____ PAGE EXCERPT

Moments Matter 01: Be Kind to Yourself

Be forgiving, be understanding, be respectful. Be kind to yourself. It’s hard to be kind and forgiving and understanding and respectful to others if you don’t practice first. Start with yourself! Trust me, you’re a perfect test subject – and you’re always right there, so easy to find.

Be kind. Others may not, but you know what? If they see you being kind to yourself, then maybe they’ll do the same. And kindness will spread, its roots will grow deep, and soon you’ll stand in a field of it.

Kindness. Such a beautiful flower.

To Feel or Not To Feel

Here’s another thing that comes up quite often: what do we do with our own emotions? Is it ok for us to cry with our patients? What if we get “too close?”

We all have feelings, we all have emotions, it seems a little strange typing it. Our white coats aren’t shields: things get through, heavy things and sharp things and things that stick with us for the rest of our lives.

I imagined it a relic of olden-times medical education, the concept that emotions make us less objective and affect our decision making, but I still hear it with concerning regularity. As if having emotions is somehow bad, or makes us worse doctors.

It doesn’t. Being able to connect with your patients emotionally is important, medicine is about coming up with a plan that aligns with your patients’ goals and values and you can’t do that without exploring the emotions that drive them. It doesn’t mean you have to feel what your patients feel, that’s where this thing called empathy comes into play.

But if you do feel something more, that’s ok. We’re all human. It’s ok to cry with your patients, to feel sad or overwhelmed. It’s ok to laugh with your patients, to give them a hug (pre-COVID?), to look at pictures of their kids. It’s ok to feel angry if something doesn’t go well and happy if it does.

Of course, it’s certainly possible to get “too close,” to become emotionally over-invested. I think frequent self check-ins and reflection are necessary, and healthy, especially if you live at such a busy emotional intersection. Debriefing, and working closely with a supportive team, helps tremendously, and I couldn’t do the work I do without either.

________

* WHAT YOU WILL DO *
Please repeat the page excerpt word for word, from "To Feel or Not" up to and including "us worse doctors.". The data after this page excerpt comes from a different source.

____ DATASET RECORDS

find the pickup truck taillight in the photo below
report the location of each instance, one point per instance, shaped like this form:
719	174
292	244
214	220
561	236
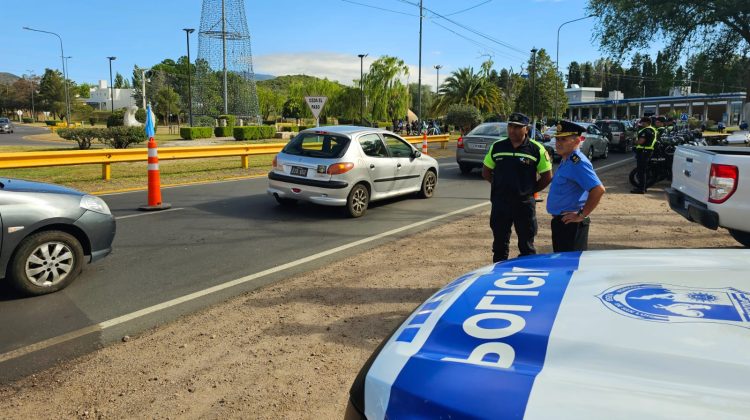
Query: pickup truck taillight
722	182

________

* WRITTEN SOLUTION *
To Feel or Not To Feel

Here’s another thing that comes up quite often: what do we do with our own emotions? Is it ok for us to cry with our patients? What if we get “too close?”

We all have feelings, we all have emotions, it seems a little strange typing it. Our white coats aren’t shields: things get through, heavy things and sharp things and things that stick with us for the rest of our lives.

I imagined it a relic of olden-times medical education, the concept that emotions make us less objective and affect our decision making, but I still hear it with concerning regularity. As if having emotions is somehow bad, or makes us worse doctors.